EXERCISE GOAL: Output the data below in full, character for character.

═══ ENTRIES

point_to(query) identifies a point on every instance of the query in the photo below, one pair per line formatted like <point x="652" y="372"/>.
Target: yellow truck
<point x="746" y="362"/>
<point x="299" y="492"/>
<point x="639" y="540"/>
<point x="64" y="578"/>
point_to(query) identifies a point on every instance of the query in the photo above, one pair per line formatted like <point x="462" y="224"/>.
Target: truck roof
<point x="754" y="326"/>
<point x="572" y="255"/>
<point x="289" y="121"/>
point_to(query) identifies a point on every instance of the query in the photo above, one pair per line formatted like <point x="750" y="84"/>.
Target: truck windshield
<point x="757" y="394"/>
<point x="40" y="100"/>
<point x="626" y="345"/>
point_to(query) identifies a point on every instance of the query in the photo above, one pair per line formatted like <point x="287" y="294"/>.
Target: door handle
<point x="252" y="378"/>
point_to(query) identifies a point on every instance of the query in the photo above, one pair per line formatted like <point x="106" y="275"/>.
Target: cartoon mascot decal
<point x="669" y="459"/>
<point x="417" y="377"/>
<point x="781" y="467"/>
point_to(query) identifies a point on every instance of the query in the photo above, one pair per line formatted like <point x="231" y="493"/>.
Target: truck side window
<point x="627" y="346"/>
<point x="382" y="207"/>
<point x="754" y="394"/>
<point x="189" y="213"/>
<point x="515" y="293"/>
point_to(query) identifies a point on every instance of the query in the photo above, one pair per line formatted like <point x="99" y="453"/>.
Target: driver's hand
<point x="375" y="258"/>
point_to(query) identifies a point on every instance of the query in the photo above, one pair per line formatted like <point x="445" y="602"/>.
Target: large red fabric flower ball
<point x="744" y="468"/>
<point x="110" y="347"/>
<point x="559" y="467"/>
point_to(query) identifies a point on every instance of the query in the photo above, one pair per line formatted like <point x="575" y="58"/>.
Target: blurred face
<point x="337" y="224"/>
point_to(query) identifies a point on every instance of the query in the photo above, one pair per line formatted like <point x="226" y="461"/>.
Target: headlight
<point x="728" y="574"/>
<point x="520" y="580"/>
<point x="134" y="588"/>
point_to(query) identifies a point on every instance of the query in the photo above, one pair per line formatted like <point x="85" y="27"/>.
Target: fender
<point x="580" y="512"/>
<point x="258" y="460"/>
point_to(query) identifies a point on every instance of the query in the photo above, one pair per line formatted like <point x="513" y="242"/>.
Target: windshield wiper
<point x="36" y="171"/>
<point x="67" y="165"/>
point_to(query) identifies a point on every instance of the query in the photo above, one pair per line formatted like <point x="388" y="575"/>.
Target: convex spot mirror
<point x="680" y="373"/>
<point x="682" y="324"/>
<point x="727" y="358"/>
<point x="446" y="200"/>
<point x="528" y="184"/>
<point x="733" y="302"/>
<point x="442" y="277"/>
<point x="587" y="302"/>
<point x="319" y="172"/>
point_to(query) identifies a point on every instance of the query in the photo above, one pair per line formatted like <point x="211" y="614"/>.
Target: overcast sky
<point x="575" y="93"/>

══════

TASK ANSWER:
point_to(query) identifies a point on every instance of the query in the photo below, one pair per line formatted like <point x="652" y="372"/>.
Target: yellow truck
<point x="746" y="362"/>
<point x="299" y="492"/>
<point x="639" y="540"/>
<point x="64" y="578"/>
point_to(query) identifies a point on every instance of the query in the photo above, one pair per line formatted like <point x="462" y="224"/>.
Target: truck roof
<point x="754" y="326"/>
<point x="572" y="255"/>
<point x="289" y="121"/>
point_to(query) identifies a point on every instance of the query in the photo above, one pair per line formatted like <point x="750" y="84"/>.
Target: truck windshield
<point x="757" y="394"/>
<point x="40" y="100"/>
<point x="626" y="345"/>
point_to(query) identifies a point on every instance of the query in the photo above, one pair per line formatted like <point x="287" y="294"/>.
Target: door handle
<point x="252" y="378"/>
point_to(query) identifies a point on every instance of the query in the photo above, one pair per line formatted like <point x="106" y="275"/>.
Target: cartoon mascot decal
<point x="669" y="459"/>
<point x="417" y="377"/>
<point x="781" y="467"/>
point_to(query) identifies a point on every instance of the query in the photo above, one pair per line formatted like <point x="231" y="493"/>.
Target: truck side window
<point x="627" y="346"/>
<point x="382" y="207"/>
<point x="754" y="394"/>
<point x="189" y="213"/>
<point x="515" y="293"/>
point_to(query) identifies a point on every instance of the query in the photo above, one pair per line formatted like <point x="99" y="453"/>.
Target: driver's hand
<point x="375" y="258"/>
point_to(query) identifies a point on every instance of the query in the photo above, one pair per line formatted like <point x="445" y="602"/>.
Target: large red fabric flower ball
<point x="744" y="468"/>
<point x="110" y="347"/>
<point x="559" y="467"/>
point_to(query) identifies a point on every instance of the query in the photo above, one pair per line formatted like <point x="575" y="58"/>.
Target: blurred face
<point x="337" y="224"/>
point_to(query) identifies a point on every instance of the query in the photo above, one pair per line formatted like <point x="226" y="461"/>.
Target: headlight
<point x="728" y="574"/>
<point x="520" y="580"/>
<point x="134" y="588"/>
point_to(query) identifies a point on every instance of the query in the photo above, one pair per line formatted like <point x="85" y="27"/>.
Target: fender
<point x="580" y="512"/>
<point x="258" y="460"/>
point_to(query) identifies a point on every instance of the query in the photo above, one pair per line formatted like <point x="513" y="242"/>.
Target: windshield wiper
<point x="36" y="171"/>
<point x="67" y="165"/>
point_to(query) identifies a point on every instance of the query in the photo above, one pair per line formatted like <point x="388" y="575"/>.
Target: convex spot mirror
<point x="680" y="373"/>
<point x="682" y="324"/>
<point x="727" y="358"/>
<point x="446" y="200"/>
<point x="528" y="184"/>
<point x="733" y="302"/>
<point x="442" y="277"/>
<point x="587" y="302"/>
<point x="319" y="172"/>
point_to(query) identifies a point on every instance of the query in the photo above, one pair per line formatted like <point x="211" y="614"/>.
Target: overcast sky
<point x="575" y="93"/>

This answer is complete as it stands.